◆ Exercise details
Reproduce all the entries exactly.

◆ Excerpted data
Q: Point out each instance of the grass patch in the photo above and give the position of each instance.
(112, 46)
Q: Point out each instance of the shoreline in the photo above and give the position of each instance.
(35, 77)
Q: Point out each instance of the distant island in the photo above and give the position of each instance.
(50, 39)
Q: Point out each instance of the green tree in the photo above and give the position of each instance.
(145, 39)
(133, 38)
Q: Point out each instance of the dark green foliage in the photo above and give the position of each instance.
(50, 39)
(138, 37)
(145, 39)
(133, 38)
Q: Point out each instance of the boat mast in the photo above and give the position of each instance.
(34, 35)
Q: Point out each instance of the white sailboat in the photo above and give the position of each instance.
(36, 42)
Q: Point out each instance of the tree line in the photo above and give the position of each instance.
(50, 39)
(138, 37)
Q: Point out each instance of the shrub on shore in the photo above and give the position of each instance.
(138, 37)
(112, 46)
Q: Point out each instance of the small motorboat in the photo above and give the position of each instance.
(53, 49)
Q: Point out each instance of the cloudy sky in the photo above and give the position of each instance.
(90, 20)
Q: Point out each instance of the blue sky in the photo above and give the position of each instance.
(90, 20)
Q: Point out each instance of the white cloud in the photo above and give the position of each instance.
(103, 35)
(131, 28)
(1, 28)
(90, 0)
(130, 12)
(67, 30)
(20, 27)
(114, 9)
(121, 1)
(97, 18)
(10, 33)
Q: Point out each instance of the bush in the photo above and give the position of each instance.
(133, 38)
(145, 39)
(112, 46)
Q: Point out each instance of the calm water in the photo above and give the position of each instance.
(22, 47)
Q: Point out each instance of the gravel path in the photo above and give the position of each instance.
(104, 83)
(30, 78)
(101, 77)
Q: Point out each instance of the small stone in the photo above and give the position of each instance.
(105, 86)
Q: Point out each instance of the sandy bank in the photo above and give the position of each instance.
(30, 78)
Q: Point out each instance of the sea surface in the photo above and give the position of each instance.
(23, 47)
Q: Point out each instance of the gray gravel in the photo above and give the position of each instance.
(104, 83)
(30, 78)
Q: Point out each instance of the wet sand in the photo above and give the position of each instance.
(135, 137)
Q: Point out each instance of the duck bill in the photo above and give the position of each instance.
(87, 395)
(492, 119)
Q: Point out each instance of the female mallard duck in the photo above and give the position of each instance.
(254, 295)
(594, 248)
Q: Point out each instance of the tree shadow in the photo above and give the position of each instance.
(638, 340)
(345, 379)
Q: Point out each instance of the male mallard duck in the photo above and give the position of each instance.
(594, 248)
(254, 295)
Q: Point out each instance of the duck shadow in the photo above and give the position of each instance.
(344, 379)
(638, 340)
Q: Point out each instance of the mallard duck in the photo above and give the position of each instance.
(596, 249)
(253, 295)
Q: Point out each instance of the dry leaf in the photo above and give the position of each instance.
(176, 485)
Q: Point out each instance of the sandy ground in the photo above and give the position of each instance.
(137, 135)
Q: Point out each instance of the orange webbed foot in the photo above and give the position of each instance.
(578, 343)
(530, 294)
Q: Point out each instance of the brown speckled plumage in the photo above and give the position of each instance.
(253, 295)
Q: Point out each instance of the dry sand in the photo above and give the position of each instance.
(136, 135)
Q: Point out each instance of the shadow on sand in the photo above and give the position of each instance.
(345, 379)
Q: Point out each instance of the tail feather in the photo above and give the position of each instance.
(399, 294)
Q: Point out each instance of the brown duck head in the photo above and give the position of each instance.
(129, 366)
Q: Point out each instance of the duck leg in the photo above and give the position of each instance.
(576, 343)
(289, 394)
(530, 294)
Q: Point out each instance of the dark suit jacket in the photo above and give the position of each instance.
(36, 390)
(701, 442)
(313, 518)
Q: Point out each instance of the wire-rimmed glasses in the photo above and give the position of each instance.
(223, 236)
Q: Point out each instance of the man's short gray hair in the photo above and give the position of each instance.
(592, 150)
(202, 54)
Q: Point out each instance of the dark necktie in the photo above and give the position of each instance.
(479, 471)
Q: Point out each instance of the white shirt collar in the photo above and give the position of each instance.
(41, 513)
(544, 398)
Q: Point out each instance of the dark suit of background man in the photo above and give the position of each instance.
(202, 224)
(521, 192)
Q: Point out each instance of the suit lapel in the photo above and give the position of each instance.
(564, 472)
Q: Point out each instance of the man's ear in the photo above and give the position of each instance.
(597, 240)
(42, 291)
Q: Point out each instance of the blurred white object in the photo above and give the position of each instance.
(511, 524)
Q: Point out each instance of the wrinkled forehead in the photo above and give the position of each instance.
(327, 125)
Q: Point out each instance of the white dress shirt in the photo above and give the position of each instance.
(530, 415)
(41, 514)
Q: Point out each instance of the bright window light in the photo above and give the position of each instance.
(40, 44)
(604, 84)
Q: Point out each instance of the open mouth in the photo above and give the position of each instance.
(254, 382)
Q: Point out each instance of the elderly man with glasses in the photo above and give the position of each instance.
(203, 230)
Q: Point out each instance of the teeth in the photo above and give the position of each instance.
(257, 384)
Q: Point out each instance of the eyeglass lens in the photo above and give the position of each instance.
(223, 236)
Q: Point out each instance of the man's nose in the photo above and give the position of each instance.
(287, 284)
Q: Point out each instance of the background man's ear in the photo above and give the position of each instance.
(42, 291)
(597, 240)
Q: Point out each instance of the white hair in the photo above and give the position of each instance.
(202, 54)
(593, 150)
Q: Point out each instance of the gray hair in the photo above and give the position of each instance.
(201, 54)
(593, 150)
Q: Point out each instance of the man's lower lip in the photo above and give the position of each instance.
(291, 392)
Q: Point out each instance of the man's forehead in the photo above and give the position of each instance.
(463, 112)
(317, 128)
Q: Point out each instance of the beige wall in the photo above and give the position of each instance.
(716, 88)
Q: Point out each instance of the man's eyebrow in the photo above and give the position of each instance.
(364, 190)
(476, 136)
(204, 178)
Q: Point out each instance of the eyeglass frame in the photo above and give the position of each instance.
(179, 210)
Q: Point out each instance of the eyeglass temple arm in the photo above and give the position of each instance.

◆ Finished answer
Q: Point out each instance of the grass patch in the photo above and give the position of each instance.
(112, 46)
Q: Point out each instance of the shoreline in the photo above and give the position of each instance.
(35, 77)
Q: Point out each instance of the distant island in the photo above and give the position of each instance.
(50, 39)
Q: Point out each instance of the green tree in the photo above and give the position of each instance.
(145, 39)
(133, 38)
Q: Point out each instance of the dark green foliage in the photo above and give the position of each instance.
(50, 39)
(138, 37)
(145, 39)
(133, 38)
Q: Point out each instance of the boat mast in the photo above and give the position of each instance.
(34, 35)
Q: Point out each instance of the white sailboat in the photo above and give the position of each instance.
(36, 42)
Q: Point out each instance of the tree line in the photo above and give the position of each instance.
(50, 39)
(138, 37)
Q: Point out each instance of the shrub on shore in the photo above and give the position of each instance.
(138, 37)
(112, 46)
Q: Point out each instance of the small motorboat in the photo above and give the position of each instance.
(53, 49)
Q: Point out each instance of the cloudy sky in the photo above and give the position of each instance.
(90, 20)
Q: Point out each instance of the blue sky in the photo above and give the position of each instance.
(90, 20)
Q: Point out each instance of the white cloud in the photo above and give the position of each instance.
(103, 35)
(131, 28)
(1, 28)
(90, 0)
(130, 12)
(67, 30)
(20, 27)
(114, 9)
(121, 1)
(97, 18)
(10, 33)
Q: Point out each instance of the bush in the photo above and give the position of each instance.
(133, 38)
(145, 39)
(112, 46)
Q: Point out each instance of the calm water in the photo above and give the position of each instance.
(22, 47)
Q: Point out each instance of the gravel path in the photo above and give the position of each instance.
(104, 83)
(30, 78)
(101, 77)
Q: Point out each instance of the small stone in the photo above and give the position of each instance.
(105, 86)
Q: Point out each instance of the sandy bank in the photo above and give the position of each instance.
(30, 78)
Q: Point out each instance of the sea surface in the photo above and give the position of each instance.
(23, 47)
Q: Point out each instance of the gray gravel in the photo above and give the position of each instance.
(104, 83)
(30, 78)
Q: Point out each instance of the wet sand in the photo above and give the position of each instance.
(135, 137)
Q: Point out each instance of the duck bill in the photo above and give the position of each instance.
(87, 395)
(492, 119)
Q: Point out each instance of the female mallard duck in the photo above and give the position of each instance.
(254, 295)
(594, 248)
Q: Point out each instance of the tree shadow in the photo above and give the position of each instance.
(638, 340)
(345, 379)
Q: Point out each instance of the male mallard duck in the photo above and give the position of each instance.
(594, 248)
(254, 295)
Q: Point out each instance of the duck shadow in the photo above and give the position of each instance.
(344, 379)
(638, 340)
Q: Point out each instance of the mallard duck in the photo above and give the position of each instance.
(596, 249)
(253, 295)
Q: Point out each instance of the dry leaf in the photo above and give the position of each instance.
(176, 485)
Q: Point out each instance of the sandy ground in the photo above and give the position of each instance.
(137, 135)
Q: Point out each instance of the orange webbed foot in the photo above and give the position of each instance.
(578, 343)
(530, 294)
Q: Point out each instance of the brown speckled plumage in the photo above and give the position of each instance.
(253, 295)
Q: Point out each instance of the dry sand in the photo above and give the position of each instance.
(136, 135)
Q: Point out each instance of the shadow on sand in the photo above and give the position of each instance.
(345, 379)
Q: Point out each instance of the tail feather in the photo above and give the position of each instance.
(399, 294)
Q: Point out each instance of the brown duck head in the photo above and give the position of each instance.
(129, 366)
Q: Point out each instance of the duck leg in the photo above and give the position of each instance.
(576, 343)
(289, 394)
(530, 294)
Q: Point out each instance of the dark suit jacket in the photo above and give the position of each instance.
(36, 390)
(701, 442)
(313, 518)
Q: Point out each instance of the wire-rimmed glasses in the photo above and give the position of each instance.
(223, 236)
Q: Point out each instance of the man's short gray hair in the photo above and give the position of each instance.
(592, 150)
(202, 54)
Q: Point out each instance of the dark necktie in the photo above and give the position of each instance.
(479, 471)
Q: Point out each instance of the white shirt collar in the photo above and give the position of each instance.
(41, 513)
(544, 398)
Q: Point out each instance of the dark suit of background man in the photo above and give the position of each instance.
(202, 224)
(521, 192)
Q: Point out each instance of the suit lapel in the photo above and give the position of each instance.
(564, 472)
Q: Point out each instance of the man's ear in the photo above and give the position of each instance.
(597, 240)
(42, 291)
Q: Point out each instance of the blurred white object in the photo above and give the position of each instance.
(511, 524)
Q: Point out each instance of the wrinkled forehead in the photo above and give the position of each instance.
(327, 125)
Q: Point out each instance of the white dress shirt in the photo above and give the position of each instance.
(530, 415)
(41, 514)
Q: Point out each instance of the bright window light in the photo above and give the position of each instance.
(40, 44)
(604, 84)
Q: Point out each instance of the open mouth in the photo above and give the position of each instance.
(254, 382)
Q: Point out each instance of the elderly man with glasses in the photo above and give the position of each instance.
(203, 230)
Q: Point out each instance of the teeth in the photo above and give the position of each instance.
(257, 384)
Q: Point out each instance of the eyeglass lens in the photo above and give the position of each instance.
(223, 236)
Q: Point out each instance of the man's nose in the photo above and give the position of each instance.
(287, 284)
Q: Point out each instance of the background man's ear in the photo above and give the position of each instance.
(42, 291)
(597, 240)
Q: Point out each instance of the white hair in the photo above and give the position of each instance.
(202, 54)
(593, 150)
Q: Point out each instance of the gray hair in the photo above and give the position of each instance.
(201, 54)
(593, 150)
Q: Point out each instance of the man's lower lip in the photo above and give the position of each instance.
(291, 392)
Q: Point out each instance of the man's forehead in the photo above and give the position of each instance.
(463, 112)
(317, 128)
Q: Point out each instance of the beige wall in the photo above and give the position of each instance.
(716, 88)
Q: Point out each instance of the man's eyebrow in the photo above and give the position of each instance.
(364, 190)
(476, 136)
(204, 178)
Q: Point out each instance of the eyeglass frame in the photo above and give the position of each instance.
(179, 210)
Q: Point out each instance of the eyeglass temple arm in the photo above and give the position of each instance.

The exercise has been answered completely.